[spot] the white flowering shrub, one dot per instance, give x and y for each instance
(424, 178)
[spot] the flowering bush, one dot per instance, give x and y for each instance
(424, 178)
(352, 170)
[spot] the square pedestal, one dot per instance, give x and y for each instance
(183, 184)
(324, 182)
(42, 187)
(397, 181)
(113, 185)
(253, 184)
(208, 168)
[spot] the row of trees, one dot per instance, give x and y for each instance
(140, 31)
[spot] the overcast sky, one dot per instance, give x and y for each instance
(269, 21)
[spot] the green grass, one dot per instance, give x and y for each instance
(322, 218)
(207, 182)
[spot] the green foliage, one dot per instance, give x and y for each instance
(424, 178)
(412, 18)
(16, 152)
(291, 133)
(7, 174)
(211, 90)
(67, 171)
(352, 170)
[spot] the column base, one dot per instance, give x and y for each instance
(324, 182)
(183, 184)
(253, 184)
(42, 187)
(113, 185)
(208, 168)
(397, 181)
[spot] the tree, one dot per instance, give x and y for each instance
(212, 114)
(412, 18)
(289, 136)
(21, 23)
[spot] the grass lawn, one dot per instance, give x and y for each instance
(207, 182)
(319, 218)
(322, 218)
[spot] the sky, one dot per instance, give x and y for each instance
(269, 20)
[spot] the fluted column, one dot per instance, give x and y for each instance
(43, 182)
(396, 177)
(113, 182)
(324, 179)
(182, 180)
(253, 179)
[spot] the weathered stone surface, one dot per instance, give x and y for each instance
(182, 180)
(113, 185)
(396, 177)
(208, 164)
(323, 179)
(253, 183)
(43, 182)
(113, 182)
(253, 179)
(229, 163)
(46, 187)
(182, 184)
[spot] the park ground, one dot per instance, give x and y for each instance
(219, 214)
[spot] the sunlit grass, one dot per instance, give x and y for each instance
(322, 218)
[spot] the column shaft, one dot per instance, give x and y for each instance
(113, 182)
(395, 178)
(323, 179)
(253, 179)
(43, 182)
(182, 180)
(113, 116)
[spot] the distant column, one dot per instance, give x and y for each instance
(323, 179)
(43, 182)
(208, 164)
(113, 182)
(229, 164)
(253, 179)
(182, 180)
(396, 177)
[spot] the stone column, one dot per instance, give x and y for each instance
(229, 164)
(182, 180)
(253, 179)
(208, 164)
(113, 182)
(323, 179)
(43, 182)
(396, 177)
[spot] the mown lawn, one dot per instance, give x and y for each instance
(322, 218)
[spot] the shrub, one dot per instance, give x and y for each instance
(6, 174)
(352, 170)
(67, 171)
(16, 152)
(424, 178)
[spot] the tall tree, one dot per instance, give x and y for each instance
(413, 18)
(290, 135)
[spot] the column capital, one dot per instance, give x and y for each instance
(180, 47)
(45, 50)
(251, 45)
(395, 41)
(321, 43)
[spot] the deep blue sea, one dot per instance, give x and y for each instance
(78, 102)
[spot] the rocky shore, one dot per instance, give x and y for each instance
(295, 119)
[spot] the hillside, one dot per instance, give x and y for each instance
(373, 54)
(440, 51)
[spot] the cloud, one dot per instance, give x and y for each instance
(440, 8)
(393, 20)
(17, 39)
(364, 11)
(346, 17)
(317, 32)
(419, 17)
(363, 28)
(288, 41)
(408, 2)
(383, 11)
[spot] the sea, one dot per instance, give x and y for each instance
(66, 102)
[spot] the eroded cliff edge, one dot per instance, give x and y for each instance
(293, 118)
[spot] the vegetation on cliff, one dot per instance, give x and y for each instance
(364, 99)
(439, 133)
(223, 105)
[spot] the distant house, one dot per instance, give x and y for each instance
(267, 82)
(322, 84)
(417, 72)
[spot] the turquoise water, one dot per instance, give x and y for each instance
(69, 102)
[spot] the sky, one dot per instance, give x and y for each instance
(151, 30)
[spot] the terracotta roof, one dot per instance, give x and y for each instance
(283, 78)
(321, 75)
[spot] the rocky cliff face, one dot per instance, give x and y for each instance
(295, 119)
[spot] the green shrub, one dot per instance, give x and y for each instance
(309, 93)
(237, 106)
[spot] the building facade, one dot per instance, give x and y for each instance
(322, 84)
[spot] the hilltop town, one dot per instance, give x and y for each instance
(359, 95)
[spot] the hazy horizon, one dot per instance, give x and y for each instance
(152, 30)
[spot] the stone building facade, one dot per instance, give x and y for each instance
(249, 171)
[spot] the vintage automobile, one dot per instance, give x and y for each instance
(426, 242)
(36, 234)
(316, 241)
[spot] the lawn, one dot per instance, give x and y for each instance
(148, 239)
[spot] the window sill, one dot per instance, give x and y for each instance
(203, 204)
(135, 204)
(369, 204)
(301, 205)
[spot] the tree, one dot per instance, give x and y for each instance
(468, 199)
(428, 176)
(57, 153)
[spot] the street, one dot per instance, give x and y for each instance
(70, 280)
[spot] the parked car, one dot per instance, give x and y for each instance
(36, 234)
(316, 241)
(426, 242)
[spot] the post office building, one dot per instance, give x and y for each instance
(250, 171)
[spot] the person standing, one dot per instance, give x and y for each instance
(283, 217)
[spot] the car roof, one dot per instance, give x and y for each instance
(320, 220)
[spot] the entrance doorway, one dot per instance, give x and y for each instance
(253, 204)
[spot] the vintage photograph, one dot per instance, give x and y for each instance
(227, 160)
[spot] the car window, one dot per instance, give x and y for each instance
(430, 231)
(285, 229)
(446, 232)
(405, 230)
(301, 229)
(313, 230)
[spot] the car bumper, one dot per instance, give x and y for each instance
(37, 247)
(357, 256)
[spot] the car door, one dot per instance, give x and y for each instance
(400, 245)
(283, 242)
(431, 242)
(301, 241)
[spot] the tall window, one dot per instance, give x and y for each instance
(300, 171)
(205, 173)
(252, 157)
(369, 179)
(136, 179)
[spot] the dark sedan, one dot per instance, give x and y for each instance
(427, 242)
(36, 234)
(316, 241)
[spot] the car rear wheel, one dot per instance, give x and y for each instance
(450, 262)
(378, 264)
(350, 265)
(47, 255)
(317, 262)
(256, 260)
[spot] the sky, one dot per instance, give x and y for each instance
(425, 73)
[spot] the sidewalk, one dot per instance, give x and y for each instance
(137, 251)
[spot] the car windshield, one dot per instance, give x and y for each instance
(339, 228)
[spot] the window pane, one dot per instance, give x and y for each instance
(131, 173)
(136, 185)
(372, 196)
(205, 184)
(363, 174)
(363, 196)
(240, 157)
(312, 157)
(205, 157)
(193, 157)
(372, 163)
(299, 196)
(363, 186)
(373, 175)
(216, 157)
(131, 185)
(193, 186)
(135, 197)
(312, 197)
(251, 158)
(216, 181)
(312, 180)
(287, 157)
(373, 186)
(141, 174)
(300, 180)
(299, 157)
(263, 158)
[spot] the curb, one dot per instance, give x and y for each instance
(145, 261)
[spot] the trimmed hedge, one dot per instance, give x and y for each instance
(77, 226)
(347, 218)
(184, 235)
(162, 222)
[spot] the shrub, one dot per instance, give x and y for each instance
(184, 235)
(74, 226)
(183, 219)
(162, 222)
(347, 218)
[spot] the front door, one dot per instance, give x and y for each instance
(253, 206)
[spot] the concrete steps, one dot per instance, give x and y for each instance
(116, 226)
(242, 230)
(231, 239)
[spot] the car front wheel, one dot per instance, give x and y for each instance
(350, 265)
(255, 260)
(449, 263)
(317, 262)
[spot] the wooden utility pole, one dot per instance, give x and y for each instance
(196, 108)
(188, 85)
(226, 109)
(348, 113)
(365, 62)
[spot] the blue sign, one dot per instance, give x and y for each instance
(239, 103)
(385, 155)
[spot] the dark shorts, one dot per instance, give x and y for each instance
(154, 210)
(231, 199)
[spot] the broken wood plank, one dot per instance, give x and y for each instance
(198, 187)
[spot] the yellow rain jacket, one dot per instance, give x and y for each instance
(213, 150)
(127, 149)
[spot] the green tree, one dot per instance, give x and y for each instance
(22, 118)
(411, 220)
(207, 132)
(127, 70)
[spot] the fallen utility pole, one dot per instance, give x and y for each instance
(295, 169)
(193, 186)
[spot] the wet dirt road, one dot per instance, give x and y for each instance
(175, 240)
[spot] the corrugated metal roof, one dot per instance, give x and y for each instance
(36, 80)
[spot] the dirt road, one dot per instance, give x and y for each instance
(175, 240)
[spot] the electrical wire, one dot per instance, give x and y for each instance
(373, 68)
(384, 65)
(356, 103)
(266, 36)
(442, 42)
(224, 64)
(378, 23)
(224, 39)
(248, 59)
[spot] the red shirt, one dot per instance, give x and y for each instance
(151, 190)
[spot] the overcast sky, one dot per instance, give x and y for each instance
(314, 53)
___
(WORK TO DO): Format every line from the one containing "[spot] the corrugated" through the end of the items above as a Markdown table. Put a running row number under No. and the line itself under Entry, and leave out blank lines.

(CORRECT RESPONSE):
| No. | Entry |
|---|---|
| 1 | [spot] the corrugated metal roof, one dot per instance, give x and y for each instance |
| 2 | (36, 80) |
| 3 | [spot] the dirt road, one dot per instance, give x and y for each instance |
| 4 | (175, 240) |
| 5 | [spot] the electrical wire, one dot per instance, give x and y for each instance |
| 6 | (373, 68) |
| 7 | (384, 65) |
| 8 | (356, 103) |
| 9 | (266, 36) |
| 10 | (442, 42) |
| 11 | (224, 64) |
| 12 | (378, 23) |
| 13 | (224, 39) |
| 14 | (248, 59) |
| 15 | [spot] the red shirt, one dot per instance, give x and y for each instance |
| 16 | (151, 190) |
| 17 | [spot] the overcast sky, one dot per instance, give x and y for each instance |
| 18 | (314, 53) |